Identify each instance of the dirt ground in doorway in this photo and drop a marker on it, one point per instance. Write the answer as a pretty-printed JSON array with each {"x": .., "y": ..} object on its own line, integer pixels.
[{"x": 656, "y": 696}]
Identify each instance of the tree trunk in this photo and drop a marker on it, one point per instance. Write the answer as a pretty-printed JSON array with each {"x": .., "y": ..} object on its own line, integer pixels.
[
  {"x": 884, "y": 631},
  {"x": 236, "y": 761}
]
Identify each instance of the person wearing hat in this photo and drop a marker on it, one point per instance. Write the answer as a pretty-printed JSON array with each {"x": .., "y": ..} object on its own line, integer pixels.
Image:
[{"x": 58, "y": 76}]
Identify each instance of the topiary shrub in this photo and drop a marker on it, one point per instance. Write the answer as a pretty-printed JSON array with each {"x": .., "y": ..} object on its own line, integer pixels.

..........

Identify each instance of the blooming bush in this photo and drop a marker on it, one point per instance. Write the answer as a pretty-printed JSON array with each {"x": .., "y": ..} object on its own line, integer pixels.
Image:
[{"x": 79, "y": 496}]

..........

Exercise:
Please copy the lines of the listing above, starting at the line that contains "Identify each instance of the person" and ending at the line that contains "Identify each instance of the topiary", including both. Reproduce them character for character and give nothing else.

Full response:
Identify each instance of the person wearing hat in this photo and drop a marker on it, one point per instance. Write the answer as a pretty-printed JSON array with each {"x": .., "y": ..} object on its own line, integer pixels.
Image:
[{"x": 58, "y": 76}]
Identify each instance of the topiary shrub in this photo and drop a marker on it, one point per instance. Write the answer as a pretty-printed JSON array with each {"x": .., "y": ..} object on its own line, integer pixels.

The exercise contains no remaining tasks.